*Passage to read*
- Opening Delimiter -

1) POSCO Act analysis: The analysis, titled ‘A Decade of POCSO’, was carried out by the Justice, Access and Lowering Delays in India (JALDI) Initiative in collaboration with the DE JURE program at the World Bank.
- The analysis has found that 43.44% of trials under POCSO end in acquittals while only 14.03% end in convictions. In 96% of the cases filed under the POCSO Act, 2012, the accused was a person known to the child victim.
- Delhi has the highest number of POCSO trials, Uttar Pradesh has the highest pendency, Chandigarh and West Bengal are the only states where the average time taken for convictions is within one year.
2) Uda Devi: born in Lucknow, she was part of the royal guard of Begum Hazrat Mahal of Awadh.
- Uda Devi is remembered for mobilising people, specially Dalit women, to take up arms against the British. In 1857, she formed an all-women battalion, today called the Dalit Veeranganas, to take part in armed uprisings against the British.
- Devi belonged to the Pasi community, which was labelled a ‘criminal caste’ by the British administration under the Criminal Tributes Act, 1871. (Pasis are traditionally pig-herders and toddy tappers and were listed as the second-largest Dalit group in Uttar Pradesh after the 2001 census.)
3) Melocanna baccifera: It is a tropical bamboo species known for its association with the occurrence of ‘bamboo death,’ ‘rat floods’ and famines in northeast India.
- During its gregarious flowering (‘Mautam’, the cyclical, mass bamboo flowering that occurs once in 48 years) the bamboo produces large fruits which draw animal visitors/predators. These predators like pests, rats etc multiply rapidly, a phenomenon dubbed as ‘rat flood’ during this period. Once the fruits are gone, they start devouring standing crops, causing famines that have claimed thousands of human lives.

- Closing Delimiter -

*Data for analysis*
- Opening Delimiter -

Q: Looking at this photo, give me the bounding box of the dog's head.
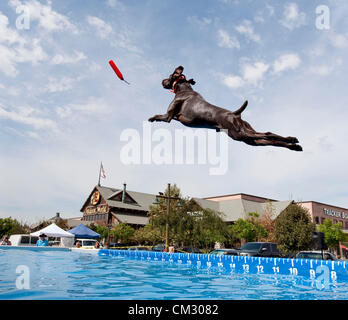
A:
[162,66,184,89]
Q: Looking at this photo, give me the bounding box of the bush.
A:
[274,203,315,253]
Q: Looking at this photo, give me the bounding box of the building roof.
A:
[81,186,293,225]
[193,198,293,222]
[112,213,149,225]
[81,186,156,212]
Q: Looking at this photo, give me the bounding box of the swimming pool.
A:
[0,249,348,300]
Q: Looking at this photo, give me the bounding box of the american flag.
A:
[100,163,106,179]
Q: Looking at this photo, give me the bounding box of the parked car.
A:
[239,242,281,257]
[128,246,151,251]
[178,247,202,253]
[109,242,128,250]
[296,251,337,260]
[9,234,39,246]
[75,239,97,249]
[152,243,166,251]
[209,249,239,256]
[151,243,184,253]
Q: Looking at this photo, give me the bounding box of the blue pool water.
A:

- Closing Delimiter -
- Opening Delimiter -

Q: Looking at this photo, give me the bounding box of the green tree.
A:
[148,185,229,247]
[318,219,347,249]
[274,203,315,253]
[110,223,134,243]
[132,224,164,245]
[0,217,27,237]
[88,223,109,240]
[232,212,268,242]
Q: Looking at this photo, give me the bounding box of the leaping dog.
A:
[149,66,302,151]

- Closing Delimiter -
- Opening Delimiter -

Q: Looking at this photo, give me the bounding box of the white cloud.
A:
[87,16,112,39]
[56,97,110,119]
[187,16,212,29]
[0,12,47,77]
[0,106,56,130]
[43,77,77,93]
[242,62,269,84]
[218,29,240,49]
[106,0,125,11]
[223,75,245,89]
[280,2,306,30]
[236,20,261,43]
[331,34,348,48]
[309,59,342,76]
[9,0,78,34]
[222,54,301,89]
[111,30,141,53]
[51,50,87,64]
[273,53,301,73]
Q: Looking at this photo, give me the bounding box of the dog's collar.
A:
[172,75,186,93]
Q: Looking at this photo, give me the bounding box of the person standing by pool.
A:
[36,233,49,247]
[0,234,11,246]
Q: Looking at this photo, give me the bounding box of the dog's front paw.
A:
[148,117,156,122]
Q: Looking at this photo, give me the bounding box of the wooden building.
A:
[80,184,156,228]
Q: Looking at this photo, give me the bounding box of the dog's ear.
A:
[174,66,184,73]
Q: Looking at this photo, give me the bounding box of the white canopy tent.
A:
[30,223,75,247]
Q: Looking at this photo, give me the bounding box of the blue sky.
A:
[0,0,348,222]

- Closing Delimiter -

*Tasks*
**a)** According to the current-affairs notes, what share of trials under the POCSO Act end in convictions?
**b)** Extend the current-affairs notes past their final point on bamboo flowering and rat floods.
None of the lines are needed for this work.

*Answers for this exercise*
**a)** Only 14.03% of POCSO trials end in convictions.

**b)**
- Called ‘Muli’ in northeast India, it is the largest fruit-producing bamboo and is native to the northeast India-Myanmar region.
- Earlier, it was presumed that ‘high protein in fruits/seeds’ was attracting the rats. However, a JNTBGRI study in 2016 found that the fruit actually contains very little protein. The predation is mainly due to the high content of sugars.
4) Network Readiness Index 2022: India climbs up six slots and now placed at 61st rank.
- The report has been prepared by the Portulans Institute, an independent non-profit, institute based in Washington DC.
- In its latest version of 2022, the NRI Report maps the network-based readiness landscape of 131 economies based on their performances in four different pillars: Technology, People, Governance, and Impact covering a total of 58 variables.
5) Ivory trade: For the first time since joining the Convention on International Trade in Endangered Species of Flora and Fauna (CITES) in 1976, India did not vote against a proposal seeking to re-open the ivory trade.
- The ivory trade was globally banned in 1989 when all African elephant populations were put in CITES Appendix I. No trade is allowed in species listed in CITES Appendix I while trade is strictly regulated in those under Appendix II.